§ **Task statement**
Copy out again, unchanged, the listing below from the line that has "Target: white dogwood flower" through the line that has "like (469, 461).".

§ **Information**

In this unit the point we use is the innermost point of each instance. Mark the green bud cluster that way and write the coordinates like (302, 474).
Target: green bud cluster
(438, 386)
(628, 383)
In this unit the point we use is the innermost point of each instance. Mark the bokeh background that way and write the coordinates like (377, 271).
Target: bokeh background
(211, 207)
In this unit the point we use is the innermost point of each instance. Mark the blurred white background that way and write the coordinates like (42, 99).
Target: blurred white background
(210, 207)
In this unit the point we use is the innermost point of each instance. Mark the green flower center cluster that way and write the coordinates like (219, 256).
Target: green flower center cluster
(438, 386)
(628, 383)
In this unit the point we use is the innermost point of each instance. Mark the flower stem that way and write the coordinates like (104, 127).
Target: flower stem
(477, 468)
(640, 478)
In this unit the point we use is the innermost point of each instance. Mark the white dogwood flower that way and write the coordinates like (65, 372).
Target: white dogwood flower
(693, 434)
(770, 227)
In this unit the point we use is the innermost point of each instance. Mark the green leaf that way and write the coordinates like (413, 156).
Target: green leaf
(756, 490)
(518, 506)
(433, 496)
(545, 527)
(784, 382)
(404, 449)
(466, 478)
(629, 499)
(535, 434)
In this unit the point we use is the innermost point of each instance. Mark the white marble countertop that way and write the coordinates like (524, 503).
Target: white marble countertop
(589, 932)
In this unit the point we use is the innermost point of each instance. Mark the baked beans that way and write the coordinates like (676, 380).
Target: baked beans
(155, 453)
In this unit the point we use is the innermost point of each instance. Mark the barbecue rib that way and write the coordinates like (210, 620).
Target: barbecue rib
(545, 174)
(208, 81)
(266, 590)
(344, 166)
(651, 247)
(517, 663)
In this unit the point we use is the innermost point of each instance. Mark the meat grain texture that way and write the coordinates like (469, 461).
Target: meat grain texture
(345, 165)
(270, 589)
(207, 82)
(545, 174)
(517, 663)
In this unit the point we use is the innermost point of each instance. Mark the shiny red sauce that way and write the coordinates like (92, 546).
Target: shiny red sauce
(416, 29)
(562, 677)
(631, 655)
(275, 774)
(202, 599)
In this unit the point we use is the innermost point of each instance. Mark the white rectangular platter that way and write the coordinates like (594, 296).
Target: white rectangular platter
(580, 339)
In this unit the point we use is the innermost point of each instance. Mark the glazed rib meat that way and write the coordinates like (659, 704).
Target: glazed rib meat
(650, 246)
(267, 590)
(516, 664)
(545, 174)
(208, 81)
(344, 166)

§ **Exercise result**
Target: white dogwood flower
(693, 434)
(770, 227)
In this unit the point we use is the innermost point of each instance. Mark the green leaf that way and write the coordinates like (413, 156).
Target: green leaf
(756, 490)
(518, 506)
(433, 496)
(545, 527)
(784, 382)
(404, 449)
(466, 478)
(629, 499)
(535, 434)
In this unit the point we use is the innermost point of each instance. Mark the white marble countertop that way and write the coordinates like (524, 503).
Target: white marble countertop
(589, 932)
In this unit the point we use is the innermost point of each instance. Mark the baked beans that way and write the coordinates like (676, 380).
Target: baked beans
(155, 453)
In this unit the point we use is the innermost point of each instance. Mark the barbecue rib that way and write the coordinates like (210, 620).
Target: barbecue rib
(545, 174)
(208, 81)
(266, 590)
(344, 166)
(651, 247)
(517, 663)
In this unit the point we use is the innermost point of each instance. Mark the meat grain texture that way and write the coordinates like (469, 461).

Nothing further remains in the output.